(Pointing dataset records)
****************************************

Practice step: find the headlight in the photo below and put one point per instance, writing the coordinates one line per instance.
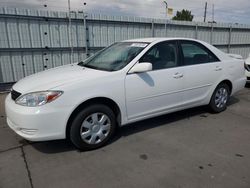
(38, 98)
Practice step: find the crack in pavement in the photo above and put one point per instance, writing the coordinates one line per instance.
(9, 149)
(27, 167)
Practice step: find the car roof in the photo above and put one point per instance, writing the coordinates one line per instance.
(150, 40)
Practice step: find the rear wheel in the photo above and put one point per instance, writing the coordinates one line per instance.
(220, 98)
(92, 127)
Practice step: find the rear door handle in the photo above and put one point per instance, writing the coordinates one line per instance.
(218, 68)
(177, 75)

****************************************

Exactly as written, give again every line from the one containing "Practice step: find the crack" through the last line of the material above, and no other lines.

Practice step: find the crack in pavement in the photo above and put one point per instance, writing the coordinates one line per instance.
(9, 149)
(27, 167)
Practice step: find the car roof in the photo above and put one point per instance, writing the coordinates one line per instance.
(150, 40)
Practice step: find the rear wheel in the photo above and put one point per instance, writing the coordinates one line per instance.
(220, 98)
(92, 127)
Practice step: find the rear door handle in the photo above and put one point per instance, writing the coordinates one line per instance.
(218, 68)
(177, 75)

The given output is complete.